---- Source records
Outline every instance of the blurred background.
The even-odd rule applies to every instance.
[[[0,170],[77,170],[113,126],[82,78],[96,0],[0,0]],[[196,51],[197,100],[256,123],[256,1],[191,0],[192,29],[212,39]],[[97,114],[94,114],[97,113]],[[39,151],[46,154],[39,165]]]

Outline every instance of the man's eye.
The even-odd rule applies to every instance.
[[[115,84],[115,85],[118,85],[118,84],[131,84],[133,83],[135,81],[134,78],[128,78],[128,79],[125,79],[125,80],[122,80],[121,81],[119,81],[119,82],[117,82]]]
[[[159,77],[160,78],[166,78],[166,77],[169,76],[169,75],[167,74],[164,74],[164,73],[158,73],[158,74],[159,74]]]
--------
Stated problem: Copy out the lines above word for word, everything from the line containing "Outline every instance of the man's eye." down to the last line.

Result of the task:
Outline every instance of the man's eye.
The even-odd rule applies to every instance.
[[[115,84],[115,85],[118,85],[118,84],[131,84],[133,83],[135,81],[134,78],[128,78],[128,79],[125,79],[125,80],[122,80],[121,81],[119,81],[119,82],[117,82]]]
[[[159,77],[160,78],[166,78],[166,77],[169,76],[169,75],[167,74],[164,74],[164,73],[158,73],[158,74],[159,74]]]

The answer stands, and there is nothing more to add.